Problem to solve >> What is needed here is an exact reprint of every record below.

§

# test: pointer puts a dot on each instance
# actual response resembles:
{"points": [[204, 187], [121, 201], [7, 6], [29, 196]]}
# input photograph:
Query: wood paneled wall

§

Output below >>
# test: pointer puts a dot on each instance
# actual response resembles:
{"points": [[204, 187], [121, 201], [7, 6], [29, 196]]}
# input photograph:
Query: wood paneled wall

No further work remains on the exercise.